[Task to complete]
Only the lines from the one that contains "Find every instance of the black" through the last line of the records should appear, each printed exactly as it is.

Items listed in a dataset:
---------------

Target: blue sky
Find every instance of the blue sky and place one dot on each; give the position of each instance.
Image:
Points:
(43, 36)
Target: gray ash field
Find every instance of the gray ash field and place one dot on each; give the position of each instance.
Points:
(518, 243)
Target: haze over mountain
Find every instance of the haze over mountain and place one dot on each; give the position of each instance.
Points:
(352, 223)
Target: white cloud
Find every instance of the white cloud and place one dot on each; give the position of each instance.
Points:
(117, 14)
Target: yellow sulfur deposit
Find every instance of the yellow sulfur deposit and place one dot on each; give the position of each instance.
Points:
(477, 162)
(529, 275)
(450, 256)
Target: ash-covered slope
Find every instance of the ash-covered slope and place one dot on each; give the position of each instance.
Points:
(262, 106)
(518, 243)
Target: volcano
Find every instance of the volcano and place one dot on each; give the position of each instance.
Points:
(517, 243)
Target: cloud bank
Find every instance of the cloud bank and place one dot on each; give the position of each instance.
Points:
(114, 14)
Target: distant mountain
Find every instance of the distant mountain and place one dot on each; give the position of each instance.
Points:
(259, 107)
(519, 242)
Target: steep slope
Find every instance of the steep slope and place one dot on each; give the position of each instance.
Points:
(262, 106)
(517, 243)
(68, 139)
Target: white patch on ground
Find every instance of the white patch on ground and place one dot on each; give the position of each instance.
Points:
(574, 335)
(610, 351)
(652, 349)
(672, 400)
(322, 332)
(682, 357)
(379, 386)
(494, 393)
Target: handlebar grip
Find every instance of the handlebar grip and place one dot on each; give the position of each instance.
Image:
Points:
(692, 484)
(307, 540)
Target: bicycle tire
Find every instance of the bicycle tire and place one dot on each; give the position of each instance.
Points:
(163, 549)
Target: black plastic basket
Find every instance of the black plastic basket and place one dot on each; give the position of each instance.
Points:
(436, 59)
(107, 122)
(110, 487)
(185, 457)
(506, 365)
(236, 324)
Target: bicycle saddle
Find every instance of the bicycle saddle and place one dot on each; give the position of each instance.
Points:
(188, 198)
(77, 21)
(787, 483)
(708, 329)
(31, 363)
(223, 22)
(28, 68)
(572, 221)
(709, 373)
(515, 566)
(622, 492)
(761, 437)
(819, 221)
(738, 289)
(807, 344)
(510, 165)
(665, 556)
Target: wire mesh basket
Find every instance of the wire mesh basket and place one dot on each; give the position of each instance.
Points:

---------------

[Reply]
Find every instance of the black plastic basket and place one dot on each; give the position of each instance.
Points:
(436, 59)
(107, 122)
(110, 487)
(185, 457)
(506, 365)
(236, 324)
Target: bicycle saddle
Find every instance of the bicycle saddle and place one dot on each; give the position of each instance.
Points:
(188, 198)
(77, 21)
(787, 483)
(708, 329)
(31, 363)
(223, 22)
(28, 68)
(572, 221)
(709, 373)
(515, 566)
(622, 492)
(761, 437)
(819, 221)
(738, 289)
(807, 344)
(510, 165)
(665, 556)
Target: wire mesh basket
Find every instance of the wire mesh basket and place one dot on each; give the position of each instance.
Points:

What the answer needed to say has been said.